## ROWS:

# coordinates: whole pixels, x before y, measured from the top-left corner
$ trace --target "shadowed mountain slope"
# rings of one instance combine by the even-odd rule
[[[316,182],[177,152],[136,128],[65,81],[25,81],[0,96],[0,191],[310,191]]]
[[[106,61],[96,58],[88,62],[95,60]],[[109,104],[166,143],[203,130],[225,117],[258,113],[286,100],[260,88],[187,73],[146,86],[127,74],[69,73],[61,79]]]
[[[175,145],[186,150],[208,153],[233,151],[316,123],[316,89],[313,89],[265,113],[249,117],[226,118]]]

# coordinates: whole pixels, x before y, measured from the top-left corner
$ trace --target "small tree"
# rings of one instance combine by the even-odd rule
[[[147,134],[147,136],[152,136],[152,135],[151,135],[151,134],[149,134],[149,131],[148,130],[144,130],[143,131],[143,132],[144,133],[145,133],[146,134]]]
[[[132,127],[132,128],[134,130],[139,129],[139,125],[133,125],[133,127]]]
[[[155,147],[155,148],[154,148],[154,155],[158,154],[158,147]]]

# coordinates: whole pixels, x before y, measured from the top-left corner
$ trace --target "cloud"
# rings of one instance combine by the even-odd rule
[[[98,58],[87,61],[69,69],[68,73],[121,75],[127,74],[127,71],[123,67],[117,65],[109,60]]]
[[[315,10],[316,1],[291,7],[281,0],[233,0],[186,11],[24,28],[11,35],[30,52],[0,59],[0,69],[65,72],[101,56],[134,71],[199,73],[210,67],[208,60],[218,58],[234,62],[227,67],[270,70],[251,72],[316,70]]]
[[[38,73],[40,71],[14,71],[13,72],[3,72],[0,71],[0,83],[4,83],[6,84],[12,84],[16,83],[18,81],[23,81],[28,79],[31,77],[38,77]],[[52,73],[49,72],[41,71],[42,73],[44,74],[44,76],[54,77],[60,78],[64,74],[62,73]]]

## PROBLEM TO WORK ON:
Format all of the data above as a numbered list, one line per item, and drop the blank lines.

## FINAL RESULT:
1. # coordinates: whole pixels, x before y, measured from the top-left corner
2. $ trace --target "shadowed mountain slope"
3. # rings of one instance combine by the even-odd rule
4. [[[316,182],[177,152],[136,128],[65,81],[25,81],[0,96],[0,191],[310,191]]]
5. [[[106,61],[96,58],[88,62],[95,60]],[[109,104],[166,143],[203,130],[225,117],[258,113],[286,100],[260,88],[187,73],[146,86],[127,74],[69,73],[61,79]]]
6. [[[175,145],[186,150],[208,153],[233,151],[316,123],[316,89],[313,89],[265,113],[249,117],[226,118]]]
7. # coordinates: whole pixels, x before y, measured from the top-left corner
8. $ trace --target "small tree"
9. # rings of one instance combine by the even-odd rule
10. [[[147,134],[147,136],[152,136],[152,135],[151,135],[151,134],[149,134],[149,131],[148,130],[144,130],[143,131],[143,132],[144,133],[145,133],[146,134]]]
11. [[[132,127],[132,128],[134,130],[139,129],[139,125],[133,125],[133,127]]]
12. [[[155,147],[155,148],[154,148],[154,155],[158,154],[158,147]]]
13. # coordinates: whole pixels, x before y, measured from the top-left corner
14. $ trace --target "cloud"
15. # rings of one instance combine by the even-odd rule
16. [[[98,58],[87,61],[69,69],[68,73],[121,75],[127,74],[127,71],[123,67],[117,65],[109,60]]]
17. [[[315,10],[316,1],[291,7],[281,0],[233,0],[186,11],[24,28],[11,35],[30,52],[0,59],[0,69],[65,72],[101,56],[134,71],[199,73],[210,67],[208,60],[218,58],[234,62],[227,67],[270,70],[251,72],[316,70]]]
18. [[[38,73],[40,71],[14,71],[13,72],[3,72],[0,71],[0,83],[4,83],[6,84],[12,84],[16,83],[18,81],[23,81],[28,79],[31,77],[38,77]],[[52,73],[49,72],[41,71],[42,73],[44,74],[44,76],[54,77],[60,78],[64,74],[62,73]]]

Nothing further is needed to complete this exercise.